• [WHAT THE TASK REQUIRES]:
Turn each line of the listing below into a numbered list, skipping blank lines and leaving out the pictures.
** Opening DATA EXTRACT block **
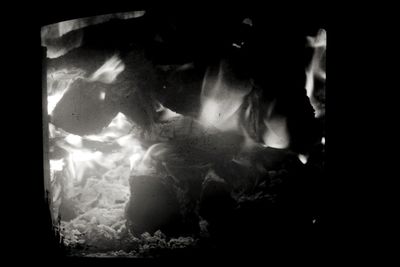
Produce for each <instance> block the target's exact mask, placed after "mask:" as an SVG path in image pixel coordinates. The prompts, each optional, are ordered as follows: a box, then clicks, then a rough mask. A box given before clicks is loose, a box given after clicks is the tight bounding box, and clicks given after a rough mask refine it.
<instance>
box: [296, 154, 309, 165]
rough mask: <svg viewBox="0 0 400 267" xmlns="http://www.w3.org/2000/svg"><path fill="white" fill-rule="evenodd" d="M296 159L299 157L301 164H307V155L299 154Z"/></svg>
mask: <svg viewBox="0 0 400 267" xmlns="http://www.w3.org/2000/svg"><path fill="white" fill-rule="evenodd" d="M298 157H299V160H300V161H301V163H303V164H307V162H308V155H304V154H299V155H298Z"/></svg>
** Closing DATA EXTRACT block **
• [RESULT OF THE TASK]:
1. Produce for each <instance> block the target's exact mask, placed after "mask:" as an SVG path in image pixel coordinates. The prompts, each optional, are ordered as follows: a box, then clicks, then a rough mask. A box given before clicks is loose, a box given after clicks is the tight bounding box, and clicks given after a rough mask refine it.
2. <instance>
3. box: [296, 154, 309, 165]
4. rough mask: <svg viewBox="0 0 400 267" xmlns="http://www.w3.org/2000/svg"><path fill="white" fill-rule="evenodd" d="M296 159L299 157L301 164H307V155L299 154Z"/></svg>
5. mask: <svg viewBox="0 0 400 267" xmlns="http://www.w3.org/2000/svg"><path fill="white" fill-rule="evenodd" d="M298 157H299V160H300V161H301V163H303V164H307V162H308V155H304V154H299V155H298Z"/></svg>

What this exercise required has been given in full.